■ SET TASK
Below are some entries; can you quote all of them exactly?

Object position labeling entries
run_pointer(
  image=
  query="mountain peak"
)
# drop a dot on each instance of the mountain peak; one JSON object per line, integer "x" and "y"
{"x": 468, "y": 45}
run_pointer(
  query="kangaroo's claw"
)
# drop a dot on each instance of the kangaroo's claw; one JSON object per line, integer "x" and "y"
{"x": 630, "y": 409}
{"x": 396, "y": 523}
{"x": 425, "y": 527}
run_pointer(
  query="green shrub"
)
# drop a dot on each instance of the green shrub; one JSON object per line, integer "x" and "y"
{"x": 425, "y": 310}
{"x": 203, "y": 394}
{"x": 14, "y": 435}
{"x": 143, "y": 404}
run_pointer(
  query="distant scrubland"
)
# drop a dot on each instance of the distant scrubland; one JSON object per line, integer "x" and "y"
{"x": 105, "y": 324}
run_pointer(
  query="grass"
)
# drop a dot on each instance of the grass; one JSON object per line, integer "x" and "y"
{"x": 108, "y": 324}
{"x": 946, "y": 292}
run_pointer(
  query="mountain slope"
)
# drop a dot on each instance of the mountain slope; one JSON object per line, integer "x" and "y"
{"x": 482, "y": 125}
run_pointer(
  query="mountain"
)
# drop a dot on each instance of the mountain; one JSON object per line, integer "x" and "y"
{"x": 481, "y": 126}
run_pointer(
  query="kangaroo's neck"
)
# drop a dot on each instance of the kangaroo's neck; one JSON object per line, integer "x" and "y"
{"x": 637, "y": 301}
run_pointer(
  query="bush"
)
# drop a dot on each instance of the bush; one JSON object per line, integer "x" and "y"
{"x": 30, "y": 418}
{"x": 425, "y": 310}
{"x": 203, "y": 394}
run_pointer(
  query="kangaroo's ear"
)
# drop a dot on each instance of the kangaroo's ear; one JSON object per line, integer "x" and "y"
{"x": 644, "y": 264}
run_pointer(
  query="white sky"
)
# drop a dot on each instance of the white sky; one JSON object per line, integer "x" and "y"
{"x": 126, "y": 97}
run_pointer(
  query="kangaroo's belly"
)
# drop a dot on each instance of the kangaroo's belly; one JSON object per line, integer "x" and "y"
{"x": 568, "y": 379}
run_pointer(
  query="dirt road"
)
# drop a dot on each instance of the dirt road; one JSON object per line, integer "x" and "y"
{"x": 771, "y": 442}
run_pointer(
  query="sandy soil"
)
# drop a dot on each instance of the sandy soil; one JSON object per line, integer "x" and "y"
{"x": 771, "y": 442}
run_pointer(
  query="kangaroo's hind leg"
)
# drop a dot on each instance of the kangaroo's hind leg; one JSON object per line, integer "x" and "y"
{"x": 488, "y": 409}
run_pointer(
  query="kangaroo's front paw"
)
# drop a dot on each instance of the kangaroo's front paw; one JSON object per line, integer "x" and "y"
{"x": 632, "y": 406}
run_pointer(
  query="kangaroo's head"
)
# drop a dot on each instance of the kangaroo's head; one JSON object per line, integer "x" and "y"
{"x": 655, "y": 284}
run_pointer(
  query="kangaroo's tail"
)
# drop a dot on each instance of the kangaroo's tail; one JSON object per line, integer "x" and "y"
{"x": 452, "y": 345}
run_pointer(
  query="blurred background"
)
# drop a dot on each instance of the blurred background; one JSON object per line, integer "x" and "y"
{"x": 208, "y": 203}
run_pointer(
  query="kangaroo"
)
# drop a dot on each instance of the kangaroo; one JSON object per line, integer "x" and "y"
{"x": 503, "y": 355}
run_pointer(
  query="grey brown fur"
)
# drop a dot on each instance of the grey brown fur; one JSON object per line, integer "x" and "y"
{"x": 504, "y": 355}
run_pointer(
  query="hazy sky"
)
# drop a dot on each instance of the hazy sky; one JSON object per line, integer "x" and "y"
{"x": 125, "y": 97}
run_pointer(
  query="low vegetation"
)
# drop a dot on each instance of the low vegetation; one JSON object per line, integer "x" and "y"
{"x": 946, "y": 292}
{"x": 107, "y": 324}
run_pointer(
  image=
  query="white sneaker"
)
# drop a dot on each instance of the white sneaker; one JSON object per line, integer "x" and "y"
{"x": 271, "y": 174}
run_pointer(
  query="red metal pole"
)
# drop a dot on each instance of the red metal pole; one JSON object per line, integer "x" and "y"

■ SOLUTION BELOW
run_pointer(
  image=
  query="mountain peak"
)
# drop a dot on each instance of the mountain peak; one JSON object per line, integer "x" and "y"
{"x": 468, "y": 45}
run_pointer(
  query="kangaroo's claw"
)
# drop a dot on each instance of the kangaroo's claw; one JSON object per line, integer "x" and "y"
{"x": 630, "y": 409}
{"x": 396, "y": 523}
{"x": 425, "y": 527}
run_pointer(
  query="green shrub"
)
# drop a dot on each instance of the green shrub; one JSON object per line, integer "x" and "y"
{"x": 425, "y": 310}
{"x": 203, "y": 394}
{"x": 14, "y": 435}
{"x": 143, "y": 404}
run_pointer(
  query="distant scrubland"
)
# drop a dot on each instance of the distant scrubland; one JSON object per line, integer "x" and "y"
{"x": 105, "y": 324}
run_pointer(
  query="grass"
)
# drop a dot on each instance of the grass; one JSON object per line, integer "x" and "y"
{"x": 108, "y": 324}
{"x": 946, "y": 292}
run_pointer(
  query="mountain slope"
)
# drop a dot on each instance of the mountain slope; one JSON object per line, integer "x" and "y"
{"x": 482, "y": 125}
run_pointer(
  query="mountain"
)
# drop a dot on each instance of the mountain; one JSON object per line, integer "x" and "y"
{"x": 481, "y": 126}
run_pointer(
  query="kangaroo's neck"
)
# drop a dot on each instance of the kangaroo's neck; one JSON object per line, integer "x" and "y"
{"x": 637, "y": 301}
run_pointer(
  query="bush"
)
# drop a dot on each instance of the bush; one JSON object per line, integer "x" and "y"
{"x": 30, "y": 418}
{"x": 425, "y": 310}
{"x": 203, "y": 394}
run_pointer(
  query="kangaroo's ear"
)
# drop a dot on each instance of the kangaroo's ear; one JSON object per line, integer "x" and "y"
{"x": 644, "y": 264}
run_pointer(
  query="white sky"
)
# drop a dot on each instance of the white sky; one JSON object per line, integer "x" and "y"
{"x": 126, "y": 97}
run_pointer(
  query="kangaroo's belly"
)
# drop a dot on each instance of the kangaroo's belly; one JSON object per line, integer "x" and "y"
{"x": 568, "y": 379}
run_pointer(
  query="dirt road"
)
# drop a dot on each instance of the dirt road; one JSON object per line, integer "x" and "y"
{"x": 771, "y": 442}
run_pointer(
  query="sandy soil"
)
# drop a dot on each instance of the sandy soil; one JSON object per line, integer "x" and "y"
{"x": 771, "y": 442}
run_pointer(
  query="kangaroo's hind leg"
)
# drop a dot on each instance of the kangaroo's hind leg; one JSON object per line, integer "x" and "y"
{"x": 488, "y": 409}
run_pointer(
  query="kangaroo's front paw"
)
# drop a dot on each instance of the kangaroo's front paw; one JSON object per line, integer "x" and "y"
{"x": 632, "y": 406}
run_pointer(
  query="kangaroo's head"
)
# drop a dot on each instance of the kangaroo's head; one JSON object per line, integer "x" and "y"
{"x": 655, "y": 284}
run_pointer(
  query="kangaroo's tail"
)
# drop a dot on each instance of the kangaroo's tail; one JSON object per line, integer "x" and "y"
{"x": 452, "y": 345}
run_pointer(
  query="blurred background"
)
# drop a dot on each instance of the blurred background; one JSON object per line, integer "x" and "y"
{"x": 208, "y": 203}
run_pointer(
  query="kangaroo"
)
# drop a dot on each instance of the kangaroo; one JSON object per line, integer "x" and "y"
{"x": 503, "y": 355}
run_pointer(
  query="grey brown fur"
)
# drop a dot on each instance of the grey brown fur; one JSON object per line, integer "x" and "y"
{"x": 504, "y": 355}
run_pointer(
  query="hazy sky"
)
# drop a dot on each instance of the hazy sky; one JSON object per line, integer "x" and "y"
{"x": 125, "y": 97}
run_pointer(
  query="low vegetation"
)
# drop a dot on each instance of the low vegetation; one JSON object per line, integer "x" and "y"
{"x": 946, "y": 292}
{"x": 107, "y": 324}
run_pointer(
  image=
  query="white sneaker"
)
# drop a dot on each instance of the white sneaker; one JSON object per line, integer "x" and "y"
{"x": 271, "y": 174}
run_pointer(
  query="red metal pole"
)
# drop a dot on each instance of the red metal pole; one JSON object per line, integer "x" and "y"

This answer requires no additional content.